> **Task goal**
Gather each line of the records where "black" appears.

┄┄┄┄┄┄

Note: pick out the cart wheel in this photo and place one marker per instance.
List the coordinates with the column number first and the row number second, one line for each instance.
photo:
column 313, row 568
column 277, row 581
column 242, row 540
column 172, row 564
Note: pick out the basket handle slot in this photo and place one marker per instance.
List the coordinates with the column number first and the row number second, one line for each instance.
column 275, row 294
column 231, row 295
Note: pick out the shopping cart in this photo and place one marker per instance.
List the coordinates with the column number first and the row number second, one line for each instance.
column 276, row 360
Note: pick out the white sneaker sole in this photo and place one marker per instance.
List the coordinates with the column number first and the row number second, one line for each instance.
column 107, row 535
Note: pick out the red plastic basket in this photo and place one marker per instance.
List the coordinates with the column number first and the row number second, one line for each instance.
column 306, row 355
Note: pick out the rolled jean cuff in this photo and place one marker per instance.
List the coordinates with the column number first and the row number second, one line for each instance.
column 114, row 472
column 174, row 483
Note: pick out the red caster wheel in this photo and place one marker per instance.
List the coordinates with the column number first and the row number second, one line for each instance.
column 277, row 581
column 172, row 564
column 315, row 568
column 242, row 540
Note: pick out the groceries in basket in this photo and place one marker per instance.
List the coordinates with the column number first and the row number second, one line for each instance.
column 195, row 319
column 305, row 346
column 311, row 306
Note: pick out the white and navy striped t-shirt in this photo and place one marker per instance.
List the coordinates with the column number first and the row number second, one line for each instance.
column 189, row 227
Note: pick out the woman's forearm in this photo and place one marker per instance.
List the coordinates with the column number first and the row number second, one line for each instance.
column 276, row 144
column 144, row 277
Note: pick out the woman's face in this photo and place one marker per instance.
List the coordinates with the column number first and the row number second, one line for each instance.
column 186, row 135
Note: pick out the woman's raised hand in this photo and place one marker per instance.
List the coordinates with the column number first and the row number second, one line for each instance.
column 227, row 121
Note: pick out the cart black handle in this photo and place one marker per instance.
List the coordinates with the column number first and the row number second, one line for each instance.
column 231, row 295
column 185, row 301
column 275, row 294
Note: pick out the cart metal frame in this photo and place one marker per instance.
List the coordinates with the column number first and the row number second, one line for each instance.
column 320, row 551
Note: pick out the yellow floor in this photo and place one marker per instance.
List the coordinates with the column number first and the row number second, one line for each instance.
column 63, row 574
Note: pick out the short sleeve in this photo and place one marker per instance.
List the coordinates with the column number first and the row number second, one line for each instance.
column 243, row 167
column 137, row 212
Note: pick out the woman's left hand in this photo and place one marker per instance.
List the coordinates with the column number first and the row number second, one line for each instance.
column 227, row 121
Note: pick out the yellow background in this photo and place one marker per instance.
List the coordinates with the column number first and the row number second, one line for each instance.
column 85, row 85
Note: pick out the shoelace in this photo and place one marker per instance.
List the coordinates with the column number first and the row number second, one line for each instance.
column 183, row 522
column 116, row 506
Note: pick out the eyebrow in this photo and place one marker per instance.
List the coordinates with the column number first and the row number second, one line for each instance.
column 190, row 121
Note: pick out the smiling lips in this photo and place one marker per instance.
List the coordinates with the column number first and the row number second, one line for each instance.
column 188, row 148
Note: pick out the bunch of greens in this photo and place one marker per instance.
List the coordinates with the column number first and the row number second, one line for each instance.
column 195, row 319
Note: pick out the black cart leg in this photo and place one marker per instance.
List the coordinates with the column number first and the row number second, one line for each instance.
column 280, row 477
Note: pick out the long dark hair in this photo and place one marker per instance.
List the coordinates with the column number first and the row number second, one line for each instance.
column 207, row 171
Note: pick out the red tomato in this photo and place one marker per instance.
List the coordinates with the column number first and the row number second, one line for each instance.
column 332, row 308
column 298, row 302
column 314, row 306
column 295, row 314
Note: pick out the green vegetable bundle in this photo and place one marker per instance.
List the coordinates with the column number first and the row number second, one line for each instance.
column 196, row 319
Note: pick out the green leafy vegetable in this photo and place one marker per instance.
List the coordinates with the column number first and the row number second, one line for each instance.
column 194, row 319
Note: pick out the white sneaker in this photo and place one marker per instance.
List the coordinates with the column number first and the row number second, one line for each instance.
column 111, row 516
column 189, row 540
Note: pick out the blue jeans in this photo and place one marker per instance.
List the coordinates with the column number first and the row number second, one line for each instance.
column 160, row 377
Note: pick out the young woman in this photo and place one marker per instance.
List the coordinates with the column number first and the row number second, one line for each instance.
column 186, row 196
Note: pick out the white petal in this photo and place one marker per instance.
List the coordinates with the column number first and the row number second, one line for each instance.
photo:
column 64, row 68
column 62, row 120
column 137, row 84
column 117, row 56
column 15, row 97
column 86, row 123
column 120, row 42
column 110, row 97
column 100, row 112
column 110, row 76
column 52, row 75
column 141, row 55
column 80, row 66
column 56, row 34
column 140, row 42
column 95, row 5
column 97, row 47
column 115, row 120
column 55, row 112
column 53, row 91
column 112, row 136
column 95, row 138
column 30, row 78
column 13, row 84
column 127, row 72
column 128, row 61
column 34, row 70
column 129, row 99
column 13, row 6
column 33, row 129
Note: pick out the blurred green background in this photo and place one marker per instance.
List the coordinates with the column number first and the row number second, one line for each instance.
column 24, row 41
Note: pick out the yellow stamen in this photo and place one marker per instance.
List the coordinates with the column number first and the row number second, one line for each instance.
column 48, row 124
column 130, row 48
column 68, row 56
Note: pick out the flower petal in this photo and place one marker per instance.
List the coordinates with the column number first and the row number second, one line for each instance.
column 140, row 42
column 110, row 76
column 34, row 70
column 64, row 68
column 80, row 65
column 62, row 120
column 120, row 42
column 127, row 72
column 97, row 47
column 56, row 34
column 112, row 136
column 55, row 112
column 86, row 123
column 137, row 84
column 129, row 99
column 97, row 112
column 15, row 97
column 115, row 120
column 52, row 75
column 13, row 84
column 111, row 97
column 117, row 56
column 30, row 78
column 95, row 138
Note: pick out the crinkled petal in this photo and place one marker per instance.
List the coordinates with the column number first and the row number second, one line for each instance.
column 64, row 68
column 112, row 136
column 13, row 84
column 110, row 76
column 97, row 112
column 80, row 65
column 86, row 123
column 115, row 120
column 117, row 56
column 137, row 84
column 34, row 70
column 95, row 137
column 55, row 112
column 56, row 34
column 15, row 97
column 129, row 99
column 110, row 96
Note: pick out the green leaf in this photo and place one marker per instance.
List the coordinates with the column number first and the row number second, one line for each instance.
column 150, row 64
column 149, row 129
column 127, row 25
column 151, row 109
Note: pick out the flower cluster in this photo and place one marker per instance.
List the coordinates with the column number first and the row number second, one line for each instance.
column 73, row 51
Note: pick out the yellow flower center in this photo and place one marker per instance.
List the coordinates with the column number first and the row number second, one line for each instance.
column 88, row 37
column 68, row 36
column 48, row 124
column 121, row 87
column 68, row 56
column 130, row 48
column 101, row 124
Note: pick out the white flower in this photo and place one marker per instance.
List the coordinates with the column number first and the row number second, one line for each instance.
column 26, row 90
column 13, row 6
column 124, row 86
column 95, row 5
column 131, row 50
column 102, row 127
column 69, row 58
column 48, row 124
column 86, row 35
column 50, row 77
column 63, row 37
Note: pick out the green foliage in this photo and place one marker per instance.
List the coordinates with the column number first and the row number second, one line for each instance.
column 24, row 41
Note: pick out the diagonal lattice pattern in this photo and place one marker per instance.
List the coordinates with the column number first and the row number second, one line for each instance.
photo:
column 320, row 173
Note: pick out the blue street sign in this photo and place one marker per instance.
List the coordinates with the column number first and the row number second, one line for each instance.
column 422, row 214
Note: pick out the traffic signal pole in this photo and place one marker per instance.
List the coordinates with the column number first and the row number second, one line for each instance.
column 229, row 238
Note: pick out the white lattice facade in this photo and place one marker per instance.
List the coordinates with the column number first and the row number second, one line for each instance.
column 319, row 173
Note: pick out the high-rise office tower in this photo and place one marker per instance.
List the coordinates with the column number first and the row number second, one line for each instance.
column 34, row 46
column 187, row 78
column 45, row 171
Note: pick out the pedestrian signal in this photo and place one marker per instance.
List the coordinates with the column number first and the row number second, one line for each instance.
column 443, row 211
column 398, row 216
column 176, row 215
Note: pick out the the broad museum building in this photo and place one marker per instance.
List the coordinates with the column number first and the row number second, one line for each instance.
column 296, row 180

┄┄┄┄┄┄

> **Expected answer**
Note: pick out the cart black handle in this photo and place one marker per instance.
Note: pick out the black cart leg in this photo and place one marker per instance.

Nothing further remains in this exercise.